→ **What is being asked**:
Report every line below that contains the word "post", copying each one in full.

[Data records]
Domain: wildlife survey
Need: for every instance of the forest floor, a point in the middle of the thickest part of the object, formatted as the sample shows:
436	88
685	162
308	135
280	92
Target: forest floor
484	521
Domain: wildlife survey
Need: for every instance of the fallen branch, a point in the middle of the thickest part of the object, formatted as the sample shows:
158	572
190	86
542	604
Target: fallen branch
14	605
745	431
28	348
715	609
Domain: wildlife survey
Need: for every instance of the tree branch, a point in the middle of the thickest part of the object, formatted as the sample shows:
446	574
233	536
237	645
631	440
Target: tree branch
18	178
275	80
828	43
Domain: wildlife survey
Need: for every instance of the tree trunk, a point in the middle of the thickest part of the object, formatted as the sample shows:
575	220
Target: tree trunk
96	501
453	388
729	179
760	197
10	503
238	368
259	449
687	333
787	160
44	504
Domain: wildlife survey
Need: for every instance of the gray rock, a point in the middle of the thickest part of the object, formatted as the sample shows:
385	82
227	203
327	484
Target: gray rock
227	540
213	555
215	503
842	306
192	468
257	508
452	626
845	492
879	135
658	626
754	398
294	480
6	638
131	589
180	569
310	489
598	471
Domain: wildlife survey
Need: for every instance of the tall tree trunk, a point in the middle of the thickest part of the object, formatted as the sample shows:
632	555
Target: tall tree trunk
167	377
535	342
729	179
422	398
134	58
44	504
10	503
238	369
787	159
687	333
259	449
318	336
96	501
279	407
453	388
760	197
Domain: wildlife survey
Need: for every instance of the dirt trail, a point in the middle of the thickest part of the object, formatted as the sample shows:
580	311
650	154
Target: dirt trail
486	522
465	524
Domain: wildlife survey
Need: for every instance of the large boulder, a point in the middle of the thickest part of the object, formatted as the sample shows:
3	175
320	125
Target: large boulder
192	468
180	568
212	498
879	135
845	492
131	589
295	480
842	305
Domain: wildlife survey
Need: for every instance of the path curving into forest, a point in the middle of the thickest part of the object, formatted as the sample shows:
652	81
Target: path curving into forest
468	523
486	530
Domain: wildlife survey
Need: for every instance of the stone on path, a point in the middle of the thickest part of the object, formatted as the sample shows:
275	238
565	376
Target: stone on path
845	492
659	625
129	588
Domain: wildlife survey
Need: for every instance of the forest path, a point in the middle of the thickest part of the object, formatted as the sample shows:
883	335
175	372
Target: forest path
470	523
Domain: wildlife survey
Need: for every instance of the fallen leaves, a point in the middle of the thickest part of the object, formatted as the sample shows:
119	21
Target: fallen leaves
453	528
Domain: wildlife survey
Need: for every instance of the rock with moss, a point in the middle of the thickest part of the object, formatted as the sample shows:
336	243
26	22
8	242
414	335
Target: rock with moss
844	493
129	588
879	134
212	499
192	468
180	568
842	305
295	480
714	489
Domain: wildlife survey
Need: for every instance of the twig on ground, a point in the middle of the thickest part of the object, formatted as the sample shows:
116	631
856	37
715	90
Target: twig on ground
==
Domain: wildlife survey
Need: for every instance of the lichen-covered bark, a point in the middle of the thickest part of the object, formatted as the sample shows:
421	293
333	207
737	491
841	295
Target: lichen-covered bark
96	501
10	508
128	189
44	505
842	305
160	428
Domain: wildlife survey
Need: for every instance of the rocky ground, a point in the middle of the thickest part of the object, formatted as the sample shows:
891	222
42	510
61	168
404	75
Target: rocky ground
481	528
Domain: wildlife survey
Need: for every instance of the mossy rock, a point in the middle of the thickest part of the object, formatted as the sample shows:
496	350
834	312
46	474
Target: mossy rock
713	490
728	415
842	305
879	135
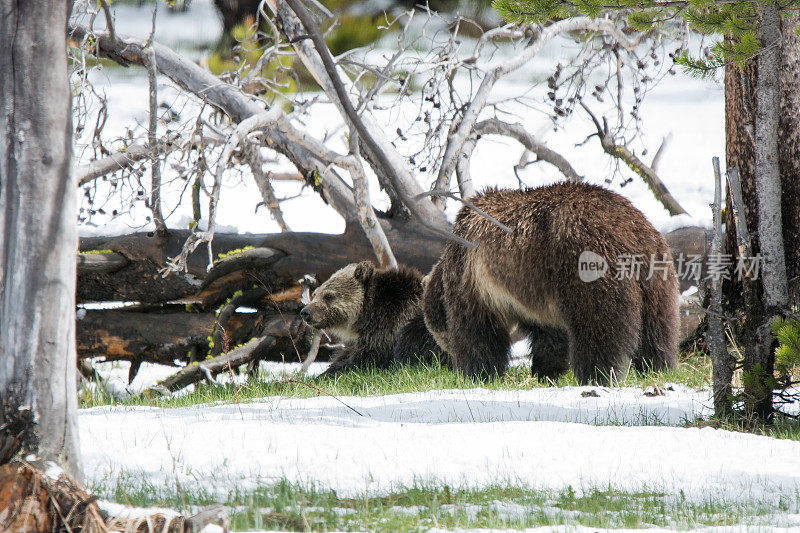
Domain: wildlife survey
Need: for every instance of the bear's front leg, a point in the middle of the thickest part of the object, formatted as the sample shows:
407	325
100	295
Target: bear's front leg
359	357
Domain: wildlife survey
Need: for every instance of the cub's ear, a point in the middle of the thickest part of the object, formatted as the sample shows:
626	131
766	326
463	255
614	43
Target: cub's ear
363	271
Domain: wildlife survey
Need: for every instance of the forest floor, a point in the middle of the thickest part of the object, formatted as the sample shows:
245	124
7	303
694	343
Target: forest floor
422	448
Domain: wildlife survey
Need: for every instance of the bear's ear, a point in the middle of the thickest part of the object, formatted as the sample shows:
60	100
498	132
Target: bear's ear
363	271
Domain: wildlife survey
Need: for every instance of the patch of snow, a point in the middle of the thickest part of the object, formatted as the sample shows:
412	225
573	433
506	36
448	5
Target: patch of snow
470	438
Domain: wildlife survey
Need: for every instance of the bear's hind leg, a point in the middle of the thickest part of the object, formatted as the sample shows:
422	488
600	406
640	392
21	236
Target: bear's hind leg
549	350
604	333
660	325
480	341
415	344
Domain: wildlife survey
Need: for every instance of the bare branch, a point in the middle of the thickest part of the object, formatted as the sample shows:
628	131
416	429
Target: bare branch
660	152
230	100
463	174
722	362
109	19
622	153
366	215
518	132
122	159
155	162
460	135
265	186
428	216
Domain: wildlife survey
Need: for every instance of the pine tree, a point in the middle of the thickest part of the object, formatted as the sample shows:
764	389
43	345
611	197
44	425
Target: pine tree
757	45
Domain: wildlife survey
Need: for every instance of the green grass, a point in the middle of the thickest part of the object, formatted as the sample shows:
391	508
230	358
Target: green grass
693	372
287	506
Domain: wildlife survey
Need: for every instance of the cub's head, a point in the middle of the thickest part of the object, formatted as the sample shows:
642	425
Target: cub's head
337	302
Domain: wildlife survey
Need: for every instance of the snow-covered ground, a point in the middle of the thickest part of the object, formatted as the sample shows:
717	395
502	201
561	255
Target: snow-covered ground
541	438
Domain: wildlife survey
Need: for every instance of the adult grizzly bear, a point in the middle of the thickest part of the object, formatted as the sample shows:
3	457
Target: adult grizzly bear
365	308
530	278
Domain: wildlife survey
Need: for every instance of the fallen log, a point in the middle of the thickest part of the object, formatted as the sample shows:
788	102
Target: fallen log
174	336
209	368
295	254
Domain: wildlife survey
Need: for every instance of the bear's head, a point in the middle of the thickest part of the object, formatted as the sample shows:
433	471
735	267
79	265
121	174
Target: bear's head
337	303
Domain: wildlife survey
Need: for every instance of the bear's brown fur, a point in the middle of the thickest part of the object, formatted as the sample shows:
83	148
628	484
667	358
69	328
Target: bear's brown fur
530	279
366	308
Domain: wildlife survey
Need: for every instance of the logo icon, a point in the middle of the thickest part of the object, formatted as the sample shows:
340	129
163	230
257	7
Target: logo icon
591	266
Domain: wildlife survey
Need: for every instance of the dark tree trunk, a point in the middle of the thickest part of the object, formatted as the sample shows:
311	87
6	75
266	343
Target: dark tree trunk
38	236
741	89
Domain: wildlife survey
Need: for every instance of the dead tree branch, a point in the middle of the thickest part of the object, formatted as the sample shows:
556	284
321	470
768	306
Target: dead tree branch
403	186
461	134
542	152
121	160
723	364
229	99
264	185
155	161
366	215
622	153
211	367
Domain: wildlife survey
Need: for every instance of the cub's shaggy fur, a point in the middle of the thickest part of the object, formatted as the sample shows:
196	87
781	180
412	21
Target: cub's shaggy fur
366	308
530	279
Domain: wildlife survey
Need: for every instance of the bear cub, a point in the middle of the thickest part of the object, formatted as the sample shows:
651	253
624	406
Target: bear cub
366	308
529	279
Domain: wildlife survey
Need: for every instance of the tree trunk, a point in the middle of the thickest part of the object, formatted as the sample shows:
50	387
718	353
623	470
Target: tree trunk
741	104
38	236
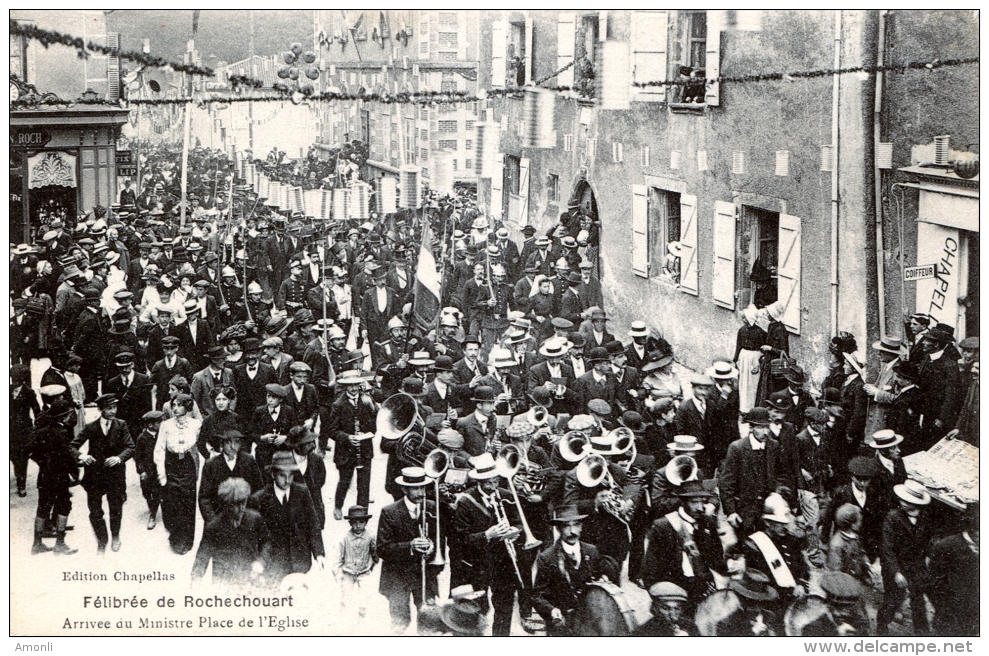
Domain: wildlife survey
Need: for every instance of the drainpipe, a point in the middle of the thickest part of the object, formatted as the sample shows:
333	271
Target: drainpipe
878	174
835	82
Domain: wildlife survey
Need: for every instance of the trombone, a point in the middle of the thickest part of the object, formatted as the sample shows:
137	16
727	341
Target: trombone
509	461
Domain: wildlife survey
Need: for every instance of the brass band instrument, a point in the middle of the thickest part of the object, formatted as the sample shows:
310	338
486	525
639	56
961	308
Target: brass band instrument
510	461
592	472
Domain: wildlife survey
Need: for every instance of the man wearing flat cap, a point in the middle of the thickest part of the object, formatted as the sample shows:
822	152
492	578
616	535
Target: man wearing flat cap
==
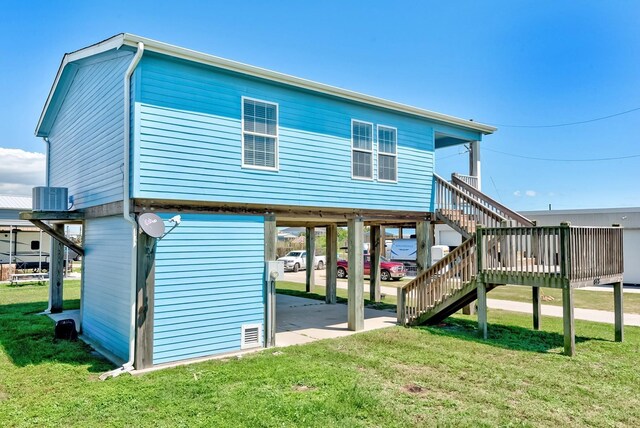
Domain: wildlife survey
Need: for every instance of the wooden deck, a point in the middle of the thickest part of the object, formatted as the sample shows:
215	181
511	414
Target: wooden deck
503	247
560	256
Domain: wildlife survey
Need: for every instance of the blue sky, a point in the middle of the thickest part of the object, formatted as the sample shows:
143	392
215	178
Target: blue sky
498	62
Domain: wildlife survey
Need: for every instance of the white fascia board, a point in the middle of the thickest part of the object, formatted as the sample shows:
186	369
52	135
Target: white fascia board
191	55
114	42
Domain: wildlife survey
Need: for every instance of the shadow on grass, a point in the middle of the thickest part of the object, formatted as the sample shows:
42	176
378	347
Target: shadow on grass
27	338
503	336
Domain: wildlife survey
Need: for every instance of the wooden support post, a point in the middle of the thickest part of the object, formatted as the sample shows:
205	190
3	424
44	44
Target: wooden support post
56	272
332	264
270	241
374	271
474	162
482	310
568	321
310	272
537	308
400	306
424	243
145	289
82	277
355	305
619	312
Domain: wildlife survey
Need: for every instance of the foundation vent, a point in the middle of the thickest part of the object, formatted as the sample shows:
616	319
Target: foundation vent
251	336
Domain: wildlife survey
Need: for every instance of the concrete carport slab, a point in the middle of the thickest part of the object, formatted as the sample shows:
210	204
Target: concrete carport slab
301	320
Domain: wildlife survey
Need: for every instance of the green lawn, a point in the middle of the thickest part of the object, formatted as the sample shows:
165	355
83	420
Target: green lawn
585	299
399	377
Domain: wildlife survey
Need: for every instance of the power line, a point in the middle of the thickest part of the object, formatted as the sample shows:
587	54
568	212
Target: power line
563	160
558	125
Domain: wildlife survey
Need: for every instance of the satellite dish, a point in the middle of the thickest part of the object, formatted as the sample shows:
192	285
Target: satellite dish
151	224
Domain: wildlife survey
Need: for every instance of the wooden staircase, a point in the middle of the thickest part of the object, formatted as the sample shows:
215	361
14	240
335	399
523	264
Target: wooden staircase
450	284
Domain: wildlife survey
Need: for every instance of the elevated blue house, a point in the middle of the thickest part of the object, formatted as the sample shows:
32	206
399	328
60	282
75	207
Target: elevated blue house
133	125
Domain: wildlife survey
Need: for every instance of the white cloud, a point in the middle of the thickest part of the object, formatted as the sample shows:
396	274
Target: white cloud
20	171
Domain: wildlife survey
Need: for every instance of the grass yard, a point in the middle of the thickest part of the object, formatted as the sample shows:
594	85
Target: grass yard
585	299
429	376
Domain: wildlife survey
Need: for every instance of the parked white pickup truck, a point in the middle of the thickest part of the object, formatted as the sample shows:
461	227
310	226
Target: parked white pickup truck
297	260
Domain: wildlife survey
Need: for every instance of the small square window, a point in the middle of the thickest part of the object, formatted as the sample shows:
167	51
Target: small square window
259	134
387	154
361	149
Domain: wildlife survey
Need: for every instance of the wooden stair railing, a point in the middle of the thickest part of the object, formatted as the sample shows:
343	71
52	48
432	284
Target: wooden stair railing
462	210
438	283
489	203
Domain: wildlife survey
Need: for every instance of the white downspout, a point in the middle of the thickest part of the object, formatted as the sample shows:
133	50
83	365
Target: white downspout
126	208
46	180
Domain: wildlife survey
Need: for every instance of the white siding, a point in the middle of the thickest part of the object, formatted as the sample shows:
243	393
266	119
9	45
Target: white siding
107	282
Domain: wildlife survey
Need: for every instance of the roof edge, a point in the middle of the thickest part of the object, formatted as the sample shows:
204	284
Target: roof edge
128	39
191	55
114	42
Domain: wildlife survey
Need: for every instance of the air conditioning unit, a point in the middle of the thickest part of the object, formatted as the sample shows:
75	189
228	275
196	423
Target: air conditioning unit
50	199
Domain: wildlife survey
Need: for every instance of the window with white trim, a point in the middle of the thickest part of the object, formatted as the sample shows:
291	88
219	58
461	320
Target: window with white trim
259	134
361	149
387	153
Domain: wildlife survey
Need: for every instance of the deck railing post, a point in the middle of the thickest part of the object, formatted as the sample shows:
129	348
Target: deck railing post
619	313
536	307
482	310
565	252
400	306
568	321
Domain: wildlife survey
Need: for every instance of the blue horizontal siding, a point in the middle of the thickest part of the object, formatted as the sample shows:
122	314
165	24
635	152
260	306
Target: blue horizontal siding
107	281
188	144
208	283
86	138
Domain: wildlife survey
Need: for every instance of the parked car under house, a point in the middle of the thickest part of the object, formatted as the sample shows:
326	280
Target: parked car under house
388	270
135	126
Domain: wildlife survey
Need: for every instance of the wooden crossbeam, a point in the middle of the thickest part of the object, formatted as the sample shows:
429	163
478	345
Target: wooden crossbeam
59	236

→ **Correct output**:
Need: for every instance of the wooden support post, a point in the middle of the thickest part of the object, formatted as the sample shows:
Target: wooden support post
Need: for every instance of the deck railing post, a point in the middle of the thickest part of the object, formatted as the sample shows:
Target: deck railing post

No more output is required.